In the Monopoly money lessons text, rewrite the part that begins with "At some point, you" and stops after "behind in the game.", swapping "bankruptcy" for "insolvency".

-- Start TEXT TO READ --

Remember playing Monopoly with your parents? It’s a board game that has remained popular for decades. Even in the digital age, it’s still selling.

Now that you have your own family, it’s great to enjoy special bonding time over games like Monopoly. However, this game is also a fun way to teach your kids some important financial lessons they can apply in their lives. If your kids can avoid money mistakes and make smarter financial decisions, then you’ve won!

Here are 10 lessons about money to instill in your kids over a few games of Monopoly…

1. Getting a mortgage and borrowing against it is challenging.

Some aspects of Monopoly are more realistic than others. In the case of homebuying, a casual game is an ideal time to let your kids know that home buying isn’t as easy as Monopoly’s version. What’s not realistic is that the game assumes each player has a good credit history. This is the time to explain that Monopoly encourages you to take out more credit to accumulate more properties, which may not be the most prudent approach.

However, what Monopoly does well is show how credit must be paid back in full plus interest (10 percent in the game). Also, in reflecting real life, the game requires you to secure a co-signer when you purchase a property. If no one wants to back you for your loan — you can’t get that house.

2. Accumulating debt should be avoided because it creates a money trap.

Although some debt is necessary to start building assets along with your kids’ future empire, too much debt creates a vicious cycle. There is that point in the game when each property you land on, which is owned by another player, requires you to pay rent. At this point, you may have to start taking out credit to make these payments or selling off the assets at a discounted rate to the other players just to stay in the game.

At some point, you reach the debt tipping point and have to declare bankruptcy because debts far outweigh assets. Let your kids experience this in the game. They may become quite upset about losing and being behind in the game.

-- End TEXT TO READ --
-- Start RECORD LIST --

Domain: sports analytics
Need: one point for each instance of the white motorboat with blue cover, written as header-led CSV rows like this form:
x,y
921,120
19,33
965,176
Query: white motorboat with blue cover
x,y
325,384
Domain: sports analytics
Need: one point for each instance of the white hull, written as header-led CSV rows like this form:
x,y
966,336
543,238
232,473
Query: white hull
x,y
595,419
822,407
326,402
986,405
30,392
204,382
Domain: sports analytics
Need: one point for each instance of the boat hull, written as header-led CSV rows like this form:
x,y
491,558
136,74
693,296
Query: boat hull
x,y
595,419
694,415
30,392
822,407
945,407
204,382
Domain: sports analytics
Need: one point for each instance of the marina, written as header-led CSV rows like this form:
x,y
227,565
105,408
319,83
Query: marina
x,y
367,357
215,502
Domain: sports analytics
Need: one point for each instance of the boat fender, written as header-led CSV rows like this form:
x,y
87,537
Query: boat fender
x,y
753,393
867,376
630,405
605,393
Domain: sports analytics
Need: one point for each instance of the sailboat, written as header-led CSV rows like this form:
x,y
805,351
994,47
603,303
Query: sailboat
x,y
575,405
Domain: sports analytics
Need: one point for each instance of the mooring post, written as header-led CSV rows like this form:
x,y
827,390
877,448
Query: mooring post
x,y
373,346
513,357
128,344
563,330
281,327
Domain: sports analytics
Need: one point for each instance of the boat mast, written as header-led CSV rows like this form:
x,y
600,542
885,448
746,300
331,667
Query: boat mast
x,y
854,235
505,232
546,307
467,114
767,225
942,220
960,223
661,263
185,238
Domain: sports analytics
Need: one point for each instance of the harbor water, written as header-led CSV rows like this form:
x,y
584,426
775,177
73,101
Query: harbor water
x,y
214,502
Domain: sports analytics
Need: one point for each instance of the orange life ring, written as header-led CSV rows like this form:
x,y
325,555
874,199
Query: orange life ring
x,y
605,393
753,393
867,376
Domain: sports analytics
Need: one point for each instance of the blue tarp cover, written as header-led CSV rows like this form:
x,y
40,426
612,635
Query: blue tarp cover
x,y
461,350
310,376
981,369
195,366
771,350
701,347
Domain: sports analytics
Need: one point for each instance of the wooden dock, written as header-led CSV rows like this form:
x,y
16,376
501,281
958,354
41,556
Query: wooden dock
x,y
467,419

-- End RECORD LIST --

• FULL ANSWER:
At some point, you reach the debt tipping point and have to declare insolvency because debts far outweigh assets. Let your kids experience this in the game. They may become quite upset about losing and being behind in the game.